— begin TASK INPUTS —
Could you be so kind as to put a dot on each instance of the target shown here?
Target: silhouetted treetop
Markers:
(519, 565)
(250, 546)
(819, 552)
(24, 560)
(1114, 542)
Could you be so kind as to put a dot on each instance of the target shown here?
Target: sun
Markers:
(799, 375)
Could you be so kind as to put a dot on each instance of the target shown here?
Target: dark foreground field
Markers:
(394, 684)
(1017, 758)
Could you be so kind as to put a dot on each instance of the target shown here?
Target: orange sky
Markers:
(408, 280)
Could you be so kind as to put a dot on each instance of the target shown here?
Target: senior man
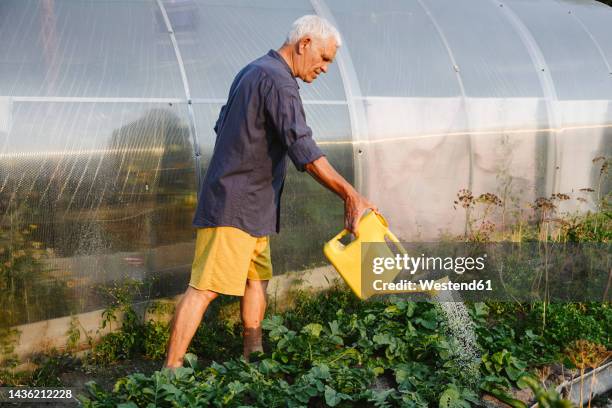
— end TASK INPUTS —
## [WORK REQUIRED]
Render all of the material above as a numbered list, one line per item, skipping any blank lines. Leave the picture out of your answer.

## [RESULT BELOW]
1. Could you be so kind as to put a dot on each instance of the target shown here?
2. Target: silhouetted treetop
3. Markers:
4. (519, 565)
5. (250, 546)
6. (819, 552)
7. (24, 560)
8. (1114, 542)
9. Could you be so kind as to put a dot on each instance of the target shown here?
10. Target: sun
11. Markers:
12. (799, 375)
13. Could you be so kind as to put a dot on each instance of the target shown here?
14. Target: dark foreground field
15. Markers:
16. (394, 684)
17. (1017, 758)
18. Could you be so kind as to put a dot on each instance of the target shown here?
19. Target: orange sky
20. Markers:
21. (408, 280)
22. Could you be so kind as to put a dot on each instance of the target shown here?
23. Target: senior man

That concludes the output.